_Challenge A_
Translate this sentence from the dispenser patent text into Spanish: "Electric drive motors are often used to power dispensing mechanisms."
_Challenge B_
In the entries, from the line with "Draw the outline of every instance of the wooden" to the line with "[[[191,1],[196,160],[256,177],[256,1]]]", switch "wooden house" to "log cabin". Give only those lines, with nothing else changed.

_Text block_
AUTOMATED SHEET PRODUCT DISPENSER

CROSS-REFERENCE TO RELATED APPLICATIONS

This application claims the benefit of the filing date of U.S. Provisional Patent Application No. 60/849,209, filed October 3, 2006, an U.S. Provisional Patent Application No. 60/849,194, filed October 3, 2006, which are herein incorporated by reference in their entirety.

BACKGROUND

The present disclosure generally relates to sheet product dispensers and, more particularly, to sheet product dispensers having controlled dispensing mechanisms.

Electronic paper product dispensers are well known in the art, including dispensers that automatically dispense a metered length of paper material upon sensing the presence of a user. This type of dispenser has become known in the art as a "hands-free" dispenser in that it is not necessary for the user to manually actuate or otherwise handle the dispenser to initiate a dispense cycle. The control systems and mechanical aspects of conventional hands-free dispensers are wide and varied. Electric drive motors are often used to power dispensing mechanisms. Known control systems provide abrupt activation and deactivation of these drive motors during a dispense cycle. Such abrupt changes in motor speed results in impulses which are transferred to system components and the paper product during the dispense cycle. Paper jamming and excessive parts wear may result.

In some situations, paper product remains engaged with the tear bar after the dispensed sheet has been removed by a user. If left in place, this engagement by the sheet and the tear bar often results in jamming during a subsequent dispense cycle.

Accordingly, a continual need exists for improved automated sheet product dispensers.

BRIEF SUMMARY

Disclosed herein are automated sheet product dispensers.

In one embodiment, a sheet product dispenser comprises a sheet product feed mechanism coupled to a DC stepper motor, the mechanism moving a sheet product out of the dispenser during a dispense cycle; and a control unit controlling the DC stepper motor to move the sheet product with a gradually increasing acceleration during a portion of the dispense cycle.

In one embodiment, a roller assembly for a sheet product dispenser comprises a roller frame; and a plurality of flexible rubber portions spaced along a length of the roller frame, the rubber portions being overmolded onto the roller frame.

_Recorded information_
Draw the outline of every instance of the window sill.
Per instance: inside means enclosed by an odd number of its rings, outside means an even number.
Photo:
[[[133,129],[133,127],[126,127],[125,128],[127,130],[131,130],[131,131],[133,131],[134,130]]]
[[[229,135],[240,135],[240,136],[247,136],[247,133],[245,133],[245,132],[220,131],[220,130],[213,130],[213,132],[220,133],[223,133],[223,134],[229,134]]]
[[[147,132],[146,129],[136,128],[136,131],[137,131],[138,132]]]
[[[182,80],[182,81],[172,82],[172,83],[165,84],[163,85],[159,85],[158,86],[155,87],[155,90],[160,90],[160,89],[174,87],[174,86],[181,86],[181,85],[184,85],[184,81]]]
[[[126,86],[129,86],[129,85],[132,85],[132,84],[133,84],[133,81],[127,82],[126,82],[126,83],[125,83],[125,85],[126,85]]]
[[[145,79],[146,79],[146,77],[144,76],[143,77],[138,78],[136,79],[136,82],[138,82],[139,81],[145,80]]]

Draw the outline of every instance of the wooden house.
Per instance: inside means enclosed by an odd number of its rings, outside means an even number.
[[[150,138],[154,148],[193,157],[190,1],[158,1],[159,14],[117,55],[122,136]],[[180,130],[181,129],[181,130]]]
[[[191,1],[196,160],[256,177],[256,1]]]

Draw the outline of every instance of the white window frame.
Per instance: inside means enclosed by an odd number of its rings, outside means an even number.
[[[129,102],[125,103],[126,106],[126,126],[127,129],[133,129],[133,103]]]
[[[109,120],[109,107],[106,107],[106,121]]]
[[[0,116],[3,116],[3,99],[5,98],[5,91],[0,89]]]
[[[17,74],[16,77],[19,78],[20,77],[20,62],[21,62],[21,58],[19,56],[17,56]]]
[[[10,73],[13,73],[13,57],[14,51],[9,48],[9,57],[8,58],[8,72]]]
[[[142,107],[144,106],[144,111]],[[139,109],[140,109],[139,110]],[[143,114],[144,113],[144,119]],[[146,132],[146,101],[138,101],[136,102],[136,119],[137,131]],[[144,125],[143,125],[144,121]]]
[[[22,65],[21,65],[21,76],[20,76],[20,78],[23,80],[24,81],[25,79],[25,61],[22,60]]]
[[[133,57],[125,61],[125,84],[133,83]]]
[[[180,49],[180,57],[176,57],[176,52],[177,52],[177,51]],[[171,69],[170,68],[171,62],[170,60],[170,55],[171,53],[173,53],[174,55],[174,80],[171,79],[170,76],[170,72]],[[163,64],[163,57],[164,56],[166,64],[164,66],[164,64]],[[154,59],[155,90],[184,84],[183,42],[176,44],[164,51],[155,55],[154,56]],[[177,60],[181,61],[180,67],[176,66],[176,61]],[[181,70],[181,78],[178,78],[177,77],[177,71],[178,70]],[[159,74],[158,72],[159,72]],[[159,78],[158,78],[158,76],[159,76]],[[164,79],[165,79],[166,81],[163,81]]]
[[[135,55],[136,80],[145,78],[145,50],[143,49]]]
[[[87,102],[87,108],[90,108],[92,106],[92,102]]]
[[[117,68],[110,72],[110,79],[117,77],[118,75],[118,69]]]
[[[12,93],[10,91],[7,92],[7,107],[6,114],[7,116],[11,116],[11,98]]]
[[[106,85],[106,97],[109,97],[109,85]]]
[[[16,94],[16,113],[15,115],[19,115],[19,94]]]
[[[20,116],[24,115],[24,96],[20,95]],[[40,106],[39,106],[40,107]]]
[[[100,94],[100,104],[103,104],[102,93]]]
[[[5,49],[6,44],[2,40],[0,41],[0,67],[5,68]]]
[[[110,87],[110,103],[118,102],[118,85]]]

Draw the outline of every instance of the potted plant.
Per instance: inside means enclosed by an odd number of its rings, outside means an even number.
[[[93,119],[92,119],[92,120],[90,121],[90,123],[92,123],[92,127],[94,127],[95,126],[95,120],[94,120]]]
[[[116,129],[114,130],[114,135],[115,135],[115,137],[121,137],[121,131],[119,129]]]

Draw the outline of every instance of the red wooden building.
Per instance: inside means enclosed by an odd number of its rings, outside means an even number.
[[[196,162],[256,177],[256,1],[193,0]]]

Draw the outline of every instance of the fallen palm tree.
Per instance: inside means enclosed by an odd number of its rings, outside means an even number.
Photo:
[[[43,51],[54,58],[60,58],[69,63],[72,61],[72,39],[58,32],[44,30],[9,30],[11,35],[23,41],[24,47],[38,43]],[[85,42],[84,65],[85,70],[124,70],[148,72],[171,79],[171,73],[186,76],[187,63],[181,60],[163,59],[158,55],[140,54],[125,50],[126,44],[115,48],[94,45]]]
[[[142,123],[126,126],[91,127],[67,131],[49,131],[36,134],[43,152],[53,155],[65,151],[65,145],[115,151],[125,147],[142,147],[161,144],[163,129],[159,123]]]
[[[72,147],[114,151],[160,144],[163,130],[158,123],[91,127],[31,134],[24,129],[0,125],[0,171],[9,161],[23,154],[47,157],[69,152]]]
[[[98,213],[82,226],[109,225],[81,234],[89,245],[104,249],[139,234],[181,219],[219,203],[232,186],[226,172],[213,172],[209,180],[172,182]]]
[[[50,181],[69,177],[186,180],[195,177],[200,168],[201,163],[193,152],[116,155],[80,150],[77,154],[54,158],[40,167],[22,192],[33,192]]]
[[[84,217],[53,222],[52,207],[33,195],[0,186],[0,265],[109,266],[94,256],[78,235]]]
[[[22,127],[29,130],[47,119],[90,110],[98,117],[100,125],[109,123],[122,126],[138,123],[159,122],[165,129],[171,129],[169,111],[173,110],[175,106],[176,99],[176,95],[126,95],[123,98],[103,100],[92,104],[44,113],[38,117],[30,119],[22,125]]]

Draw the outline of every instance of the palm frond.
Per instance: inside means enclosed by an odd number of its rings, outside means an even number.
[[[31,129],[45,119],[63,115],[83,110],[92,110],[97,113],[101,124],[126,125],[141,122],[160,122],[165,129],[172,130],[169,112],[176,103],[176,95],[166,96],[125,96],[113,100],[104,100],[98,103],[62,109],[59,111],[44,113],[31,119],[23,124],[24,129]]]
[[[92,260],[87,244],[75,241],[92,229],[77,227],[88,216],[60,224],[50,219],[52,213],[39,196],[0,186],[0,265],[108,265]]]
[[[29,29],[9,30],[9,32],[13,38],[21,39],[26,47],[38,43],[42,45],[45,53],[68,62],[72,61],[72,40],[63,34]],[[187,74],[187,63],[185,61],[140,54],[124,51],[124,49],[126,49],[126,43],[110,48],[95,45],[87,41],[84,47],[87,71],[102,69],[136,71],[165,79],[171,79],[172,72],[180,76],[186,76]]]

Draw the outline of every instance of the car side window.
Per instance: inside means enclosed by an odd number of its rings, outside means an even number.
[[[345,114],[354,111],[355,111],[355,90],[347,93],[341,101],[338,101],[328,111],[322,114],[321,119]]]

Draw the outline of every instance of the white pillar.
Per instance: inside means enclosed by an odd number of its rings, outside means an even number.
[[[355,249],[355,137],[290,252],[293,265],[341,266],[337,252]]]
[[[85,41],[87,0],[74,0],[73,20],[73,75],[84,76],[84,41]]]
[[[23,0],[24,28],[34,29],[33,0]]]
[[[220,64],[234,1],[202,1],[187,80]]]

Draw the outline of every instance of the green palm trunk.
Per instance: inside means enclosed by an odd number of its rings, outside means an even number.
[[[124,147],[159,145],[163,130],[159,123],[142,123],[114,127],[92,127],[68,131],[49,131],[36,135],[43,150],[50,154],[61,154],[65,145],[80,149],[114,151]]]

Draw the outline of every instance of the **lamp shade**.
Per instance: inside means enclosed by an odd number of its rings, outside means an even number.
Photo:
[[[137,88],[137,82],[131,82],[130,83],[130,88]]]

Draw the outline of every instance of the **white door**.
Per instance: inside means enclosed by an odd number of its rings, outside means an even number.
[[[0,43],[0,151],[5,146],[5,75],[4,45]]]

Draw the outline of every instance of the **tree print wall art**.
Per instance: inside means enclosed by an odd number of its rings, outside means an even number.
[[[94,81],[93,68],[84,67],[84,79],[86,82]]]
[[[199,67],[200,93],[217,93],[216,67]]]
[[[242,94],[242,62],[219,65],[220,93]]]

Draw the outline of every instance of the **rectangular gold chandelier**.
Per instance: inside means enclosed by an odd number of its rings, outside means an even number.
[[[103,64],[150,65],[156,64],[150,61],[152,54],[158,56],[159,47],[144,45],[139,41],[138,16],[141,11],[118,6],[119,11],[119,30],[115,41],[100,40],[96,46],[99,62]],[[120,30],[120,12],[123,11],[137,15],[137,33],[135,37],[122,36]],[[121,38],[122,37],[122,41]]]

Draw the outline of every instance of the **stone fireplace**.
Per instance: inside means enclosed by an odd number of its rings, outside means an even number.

_Full response A_
Los motores eléctricos de accionamiento se utilizan a menudo para impulsar los mecanismos de dispensación.

_Full response B_
Draw the outline of every instance of the log cabin.
Per instance: inside means enclosed by an odd number of its rings, outside means an even number.
[[[150,138],[154,148],[193,157],[190,1],[158,1],[159,14],[117,55],[122,136]],[[180,130],[181,129],[181,130]]]
[[[191,1],[196,160],[256,177],[256,1]]]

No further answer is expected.